Try it -
Go through the entries and say how many lines contain the string "face". The number is the whole answer.

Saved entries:
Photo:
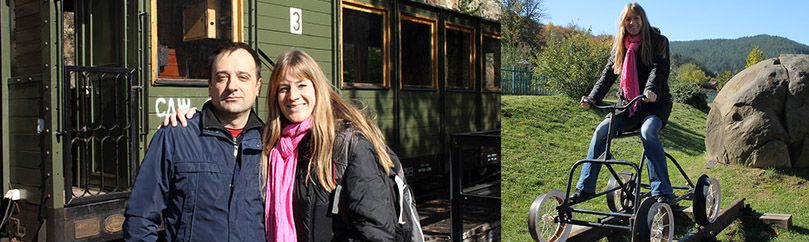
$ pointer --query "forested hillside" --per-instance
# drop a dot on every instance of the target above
(716, 55)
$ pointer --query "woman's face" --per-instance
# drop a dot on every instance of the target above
(296, 98)
(633, 23)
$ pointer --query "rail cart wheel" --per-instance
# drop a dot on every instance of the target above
(707, 200)
(619, 200)
(541, 218)
(661, 223)
(654, 222)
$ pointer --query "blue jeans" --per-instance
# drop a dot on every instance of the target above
(655, 157)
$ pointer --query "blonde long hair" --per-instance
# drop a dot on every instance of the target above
(646, 41)
(329, 107)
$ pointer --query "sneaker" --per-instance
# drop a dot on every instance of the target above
(580, 196)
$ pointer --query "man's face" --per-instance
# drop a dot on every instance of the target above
(233, 85)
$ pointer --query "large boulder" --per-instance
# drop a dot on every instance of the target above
(760, 118)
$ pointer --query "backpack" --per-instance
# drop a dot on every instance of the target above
(408, 226)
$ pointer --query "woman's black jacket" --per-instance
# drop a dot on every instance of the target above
(367, 210)
(654, 77)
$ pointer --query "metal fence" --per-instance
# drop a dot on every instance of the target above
(521, 81)
(101, 132)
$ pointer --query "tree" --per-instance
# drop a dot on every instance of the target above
(571, 65)
(521, 30)
(691, 73)
(723, 79)
(755, 56)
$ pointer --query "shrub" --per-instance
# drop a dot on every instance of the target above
(689, 93)
(573, 63)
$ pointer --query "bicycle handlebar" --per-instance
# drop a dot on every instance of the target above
(616, 106)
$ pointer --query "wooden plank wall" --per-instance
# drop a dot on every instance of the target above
(26, 42)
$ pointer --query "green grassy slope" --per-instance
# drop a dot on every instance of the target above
(543, 136)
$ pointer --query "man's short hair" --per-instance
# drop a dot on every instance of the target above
(230, 47)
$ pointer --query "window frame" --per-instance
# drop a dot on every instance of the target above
(497, 36)
(237, 24)
(433, 23)
(372, 9)
(472, 55)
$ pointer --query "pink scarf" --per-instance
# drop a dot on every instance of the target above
(280, 222)
(629, 78)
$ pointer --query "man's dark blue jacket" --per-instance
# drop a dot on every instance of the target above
(203, 182)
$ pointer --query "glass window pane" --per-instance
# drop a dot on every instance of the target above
(417, 54)
(187, 33)
(491, 63)
(363, 48)
(459, 58)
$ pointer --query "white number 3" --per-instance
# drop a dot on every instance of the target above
(295, 21)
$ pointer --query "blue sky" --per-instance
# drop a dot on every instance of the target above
(691, 19)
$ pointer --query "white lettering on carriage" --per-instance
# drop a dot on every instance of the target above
(166, 106)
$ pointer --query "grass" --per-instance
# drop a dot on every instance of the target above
(542, 136)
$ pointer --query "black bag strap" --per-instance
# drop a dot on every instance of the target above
(343, 142)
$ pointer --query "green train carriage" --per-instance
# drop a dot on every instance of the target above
(86, 84)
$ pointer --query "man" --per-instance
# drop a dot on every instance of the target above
(203, 181)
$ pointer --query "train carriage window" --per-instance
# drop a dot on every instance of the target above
(364, 46)
(459, 57)
(186, 32)
(491, 62)
(418, 52)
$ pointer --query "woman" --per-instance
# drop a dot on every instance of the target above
(304, 118)
(640, 57)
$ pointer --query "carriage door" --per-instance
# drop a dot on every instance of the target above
(100, 103)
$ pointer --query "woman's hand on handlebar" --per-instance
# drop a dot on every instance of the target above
(585, 102)
(650, 96)
(181, 115)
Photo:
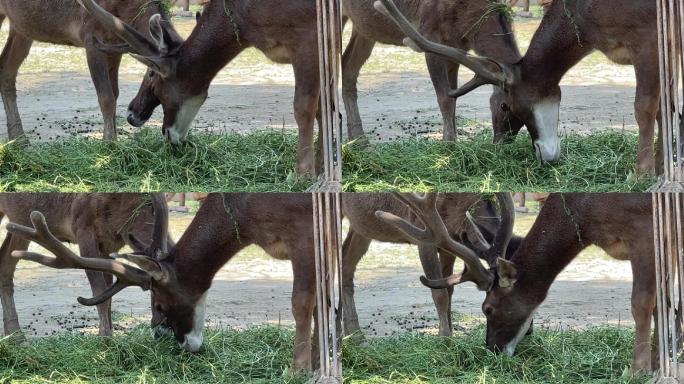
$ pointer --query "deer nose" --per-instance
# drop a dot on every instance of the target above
(134, 120)
(547, 151)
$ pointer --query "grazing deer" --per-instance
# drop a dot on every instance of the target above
(180, 276)
(180, 72)
(67, 23)
(365, 227)
(466, 24)
(99, 223)
(620, 224)
(569, 31)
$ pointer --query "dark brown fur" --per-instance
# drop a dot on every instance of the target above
(66, 23)
(98, 223)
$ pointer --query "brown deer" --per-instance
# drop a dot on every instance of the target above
(180, 276)
(466, 24)
(181, 71)
(67, 23)
(99, 223)
(455, 208)
(620, 224)
(569, 31)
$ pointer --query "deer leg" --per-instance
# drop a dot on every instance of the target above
(88, 246)
(643, 305)
(432, 269)
(315, 348)
(646, 107)
(8, 265)
(303, 304)
(100, 68)
(13, 55)
(447, 263)
(357, 53)
(307, 95)
(444, 77)
(353, 249)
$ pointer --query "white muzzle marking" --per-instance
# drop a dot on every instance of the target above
(546, 115)
(509, 349)
(194, 339)
(178, 132)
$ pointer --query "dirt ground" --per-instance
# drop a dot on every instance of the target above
(57, 98)
(593, 290)
(251, 289)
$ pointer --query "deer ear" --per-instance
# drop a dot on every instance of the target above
(507, 272)
(157, 33)
(145, 263)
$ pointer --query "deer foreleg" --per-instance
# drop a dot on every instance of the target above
(13, 55)
(353, 249)
(643, 305)
(444, 77)
(8, 265)
(646, 107)
(355, 55)
(307, 94)
(303, 304)
(100, 66)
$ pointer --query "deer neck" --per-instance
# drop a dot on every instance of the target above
(211, 240)
(553, 242)
(498, 42)
(556, 47)
(214, 43)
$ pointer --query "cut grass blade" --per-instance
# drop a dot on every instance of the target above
(595, 355)
(259, 162)
(601, 162)
(257, 355)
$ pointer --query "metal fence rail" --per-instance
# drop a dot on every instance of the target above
(668, 200)
(326, 198)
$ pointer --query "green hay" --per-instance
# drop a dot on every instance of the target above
(601, 162)
(258, 355)
(596, 355)
(260, 162)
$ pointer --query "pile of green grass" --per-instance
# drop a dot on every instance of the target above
(596, 355)
(260, 162)
(600, 162)
(259, 355)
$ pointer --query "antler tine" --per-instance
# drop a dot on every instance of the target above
(159, 246)
(138, 42)
(476, 64)
(437, 234)
(66, 259)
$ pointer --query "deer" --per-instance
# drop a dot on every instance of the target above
(66, 23)
(466, 24)
(99, 223)
(485, 223)
(620, 224)
(569, 31)
(181, 71)
(179, 276)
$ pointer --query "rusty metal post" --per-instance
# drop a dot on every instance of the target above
(326, 196)
(667, 200)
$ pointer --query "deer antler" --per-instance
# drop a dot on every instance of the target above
(504, 232)
(487, 71)
(436, 234)
(66, 259)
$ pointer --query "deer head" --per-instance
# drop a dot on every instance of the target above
(520, 100)
(175, 306)
(179, 94)
(504, 328)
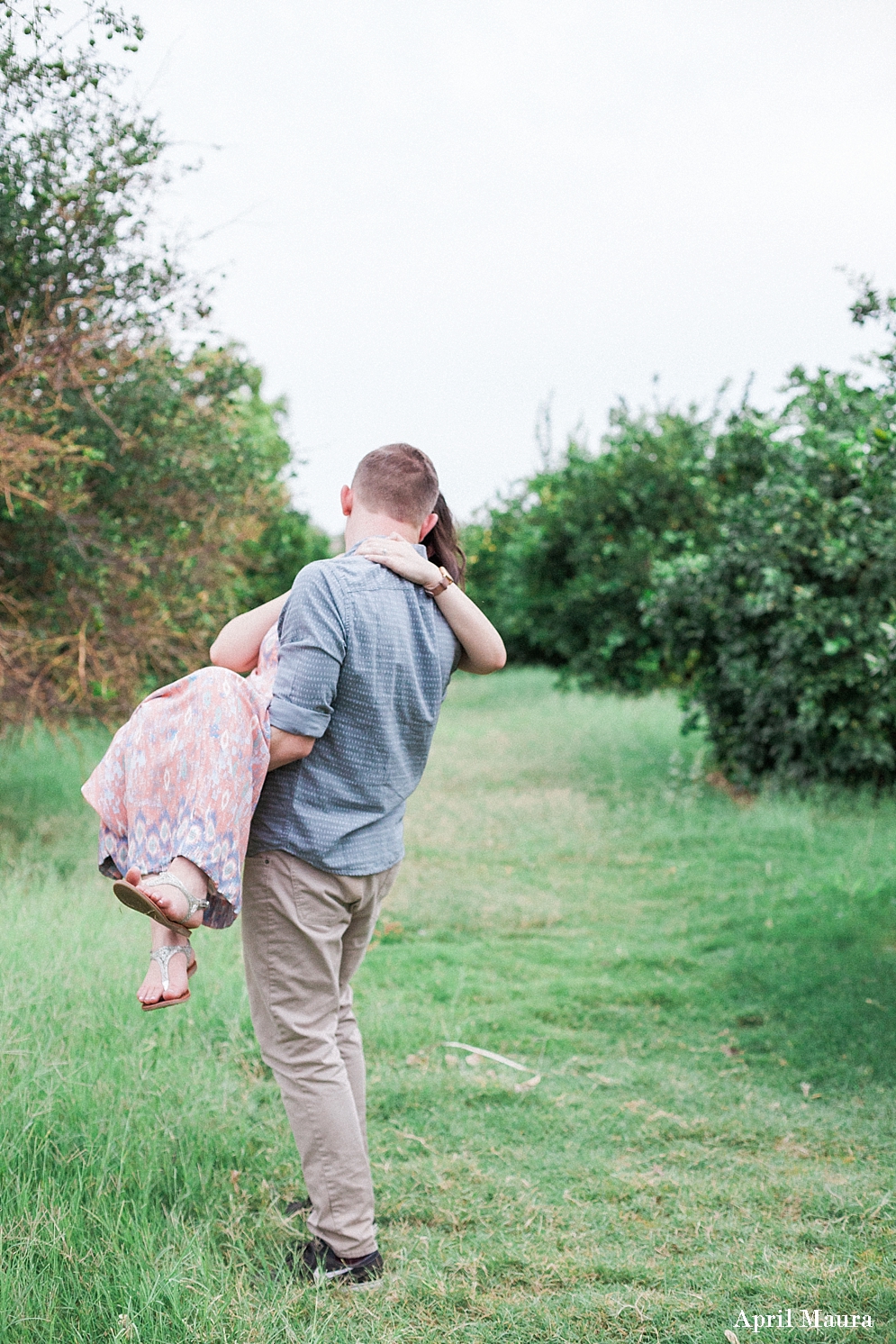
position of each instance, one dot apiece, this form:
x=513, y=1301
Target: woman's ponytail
x=442, y=545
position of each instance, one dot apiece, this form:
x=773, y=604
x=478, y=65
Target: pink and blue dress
x=183, y=777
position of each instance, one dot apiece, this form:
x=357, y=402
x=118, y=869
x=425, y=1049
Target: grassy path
x=705, y=992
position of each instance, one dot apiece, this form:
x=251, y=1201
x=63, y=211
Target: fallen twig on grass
x=489, y=1054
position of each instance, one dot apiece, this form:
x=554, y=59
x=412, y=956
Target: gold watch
x=444, y=582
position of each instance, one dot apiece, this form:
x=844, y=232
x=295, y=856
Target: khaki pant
x=303, y=937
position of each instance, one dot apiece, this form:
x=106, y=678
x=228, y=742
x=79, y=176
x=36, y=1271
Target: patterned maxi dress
x=183, y=777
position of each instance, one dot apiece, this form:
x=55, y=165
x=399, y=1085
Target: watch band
x=439, y=587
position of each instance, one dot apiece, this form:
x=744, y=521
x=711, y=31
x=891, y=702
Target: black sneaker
x=320, y=1262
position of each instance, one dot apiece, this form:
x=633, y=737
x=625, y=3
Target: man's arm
x=287, y=746
x=312, y=648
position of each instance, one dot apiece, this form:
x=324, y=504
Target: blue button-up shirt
x=365, y=663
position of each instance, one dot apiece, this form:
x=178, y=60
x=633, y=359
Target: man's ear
x=428, y=526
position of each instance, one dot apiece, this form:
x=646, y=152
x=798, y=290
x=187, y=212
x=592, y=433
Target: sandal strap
x=164, y=955
x=164, y=879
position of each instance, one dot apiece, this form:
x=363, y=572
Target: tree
x=784, y=631
x=139, y=484
x=563, y=565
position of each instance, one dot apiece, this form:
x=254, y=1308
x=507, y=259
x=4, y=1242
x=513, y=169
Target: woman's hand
x=481, y=642
x=402, y=558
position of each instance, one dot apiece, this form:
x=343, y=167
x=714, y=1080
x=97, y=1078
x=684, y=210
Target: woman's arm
x=483, y=647
x=238, y=644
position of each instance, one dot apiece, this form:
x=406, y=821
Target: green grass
x=674, y=967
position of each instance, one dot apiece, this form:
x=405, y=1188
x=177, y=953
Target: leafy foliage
x=141, y=488
x=563, y=566
x=784, y=631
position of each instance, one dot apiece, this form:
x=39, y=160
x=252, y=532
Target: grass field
x=705, y=991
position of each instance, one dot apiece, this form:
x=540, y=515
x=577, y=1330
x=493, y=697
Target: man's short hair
x=396, y=480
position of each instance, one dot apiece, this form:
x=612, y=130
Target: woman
x=179, y=784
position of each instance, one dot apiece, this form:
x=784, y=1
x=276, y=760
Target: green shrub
x=562, y=566
x=783, y=633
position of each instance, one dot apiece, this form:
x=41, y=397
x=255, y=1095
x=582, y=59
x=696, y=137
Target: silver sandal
x=137, y=899
x=163, y=956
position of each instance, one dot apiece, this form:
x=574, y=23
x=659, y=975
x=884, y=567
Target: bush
x=783, y=634
x=562, y=568
x=141, y=500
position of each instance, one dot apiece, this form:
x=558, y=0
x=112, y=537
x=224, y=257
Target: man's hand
x=287, y=746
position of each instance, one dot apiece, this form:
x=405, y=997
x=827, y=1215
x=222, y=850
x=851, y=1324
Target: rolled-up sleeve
x=312, y=650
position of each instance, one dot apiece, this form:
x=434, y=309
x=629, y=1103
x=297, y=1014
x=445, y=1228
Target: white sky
x=434, y=213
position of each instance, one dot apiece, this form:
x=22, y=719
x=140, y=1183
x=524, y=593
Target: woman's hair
x=442, y=545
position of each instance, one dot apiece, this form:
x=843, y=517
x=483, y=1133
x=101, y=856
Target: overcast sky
x=431, y=213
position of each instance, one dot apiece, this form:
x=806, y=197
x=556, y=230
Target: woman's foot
x=152, y=991
x=171, y=899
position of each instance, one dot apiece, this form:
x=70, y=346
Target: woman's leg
x=174, y=904
x=171, y=901
x=150, y=989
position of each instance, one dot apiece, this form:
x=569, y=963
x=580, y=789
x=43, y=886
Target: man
x=365, y=661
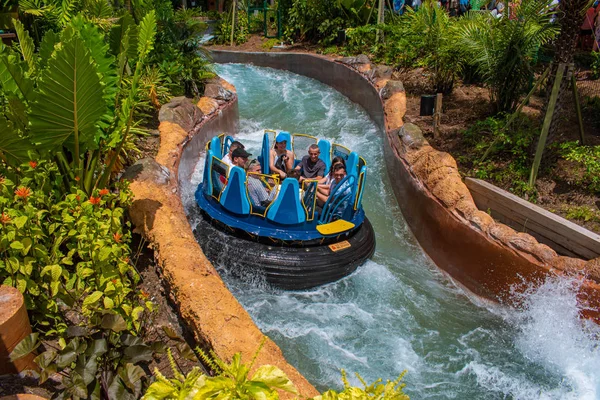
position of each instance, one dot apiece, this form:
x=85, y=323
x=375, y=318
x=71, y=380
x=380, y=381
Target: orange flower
x=117, y=236
x=4, y=219
x=23, y=192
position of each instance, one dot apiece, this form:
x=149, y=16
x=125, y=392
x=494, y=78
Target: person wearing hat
x=227, y=157
x=239, y=157
x=281, y=159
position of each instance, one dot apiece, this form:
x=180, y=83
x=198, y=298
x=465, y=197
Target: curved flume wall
x=398, y=311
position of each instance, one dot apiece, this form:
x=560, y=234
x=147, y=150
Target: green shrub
x=503, y=51
x=66, y=252
x=588, y=160
x=268, y=45
x=97, y=361
x=232, y=381
x=499, y=155
x=595, y=65
x=223, y=30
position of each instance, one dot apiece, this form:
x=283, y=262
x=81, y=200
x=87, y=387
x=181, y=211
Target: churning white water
x=398, y=311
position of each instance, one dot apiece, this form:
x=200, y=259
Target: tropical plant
x=595, y=65
x=89, y=118
x=391, y=390
x=182, y=62
x=223, y=30
x=587, y=159
x=435, y=33
x=97, y=361
x=70, y=251
x=503, y=50
x=232, y=381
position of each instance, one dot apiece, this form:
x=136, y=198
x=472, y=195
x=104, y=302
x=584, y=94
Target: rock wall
x=215, y=317
x=488, y=258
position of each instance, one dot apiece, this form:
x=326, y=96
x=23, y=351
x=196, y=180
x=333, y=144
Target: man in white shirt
x=227, y=159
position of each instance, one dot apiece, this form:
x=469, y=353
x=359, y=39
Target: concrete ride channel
x=398, y=311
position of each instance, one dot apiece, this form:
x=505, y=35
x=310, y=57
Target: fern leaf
x=146, y=35
x=47, y=47
x=13, y=148
x=26, y=45
x=69, y=103
x=12, y=75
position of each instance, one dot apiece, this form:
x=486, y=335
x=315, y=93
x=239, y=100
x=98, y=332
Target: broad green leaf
x=147, y=34
x=92, y=298
x=26, y=242
x=138, y=353
x=17, y=245
x=170, y=332
x=108, y=303
x=21, y=284
x=47, y=367
x=20, y=221
x=160, y=390
x=16, y=113
x=47, y=47
x=125, y=30
x=274, y=378
x=132, y=376
x=13, y=148
x=114, y=322
x=98, y=347
x=56, y=272
x=76, y=331
x=27, y=47
x=25, y=346
x=70, y=103
x=75, y=385
x=99, y=51
x=12, y=74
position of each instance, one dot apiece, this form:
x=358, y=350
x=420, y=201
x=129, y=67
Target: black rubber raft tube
x=285, y=267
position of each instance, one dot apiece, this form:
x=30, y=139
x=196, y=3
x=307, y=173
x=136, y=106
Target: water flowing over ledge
x=489, y=258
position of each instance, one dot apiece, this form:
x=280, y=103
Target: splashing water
x=398, y=311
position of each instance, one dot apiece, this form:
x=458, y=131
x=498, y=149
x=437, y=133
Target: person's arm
x=289, y=163
x=272, y=158
x=321, y=172
x=322, y=197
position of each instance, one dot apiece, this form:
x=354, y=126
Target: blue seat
x=288, y=138
x=234, y=197
x=215, y=146
x=325, y=148
x=287, y=208
x=352, y=164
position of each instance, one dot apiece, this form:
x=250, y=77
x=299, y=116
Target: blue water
x=398, y=311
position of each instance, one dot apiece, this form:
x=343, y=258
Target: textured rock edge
x=215, y=317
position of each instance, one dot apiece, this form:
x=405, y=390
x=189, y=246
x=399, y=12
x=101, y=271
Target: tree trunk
x=570, y=18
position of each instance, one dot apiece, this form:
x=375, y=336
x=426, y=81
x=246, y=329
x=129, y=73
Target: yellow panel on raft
x=334, y=227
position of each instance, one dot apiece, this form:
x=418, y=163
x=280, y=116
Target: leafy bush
x=595, y=65
x=85, y=128
x=183, y=64
x=391, y=390
x=70, y=251
x=99, y=361
x=503, y=50
x=500, y=155
x=223, y=30
x=232, y=381
x=588, y=159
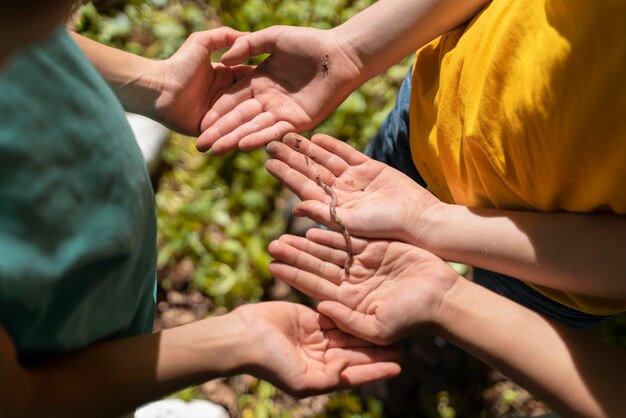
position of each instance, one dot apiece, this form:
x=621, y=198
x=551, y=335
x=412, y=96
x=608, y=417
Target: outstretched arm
x=290, y=345
x=395, y=290
x=578, y=253
x=310, y=71
x=176, y=92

Written solution -
2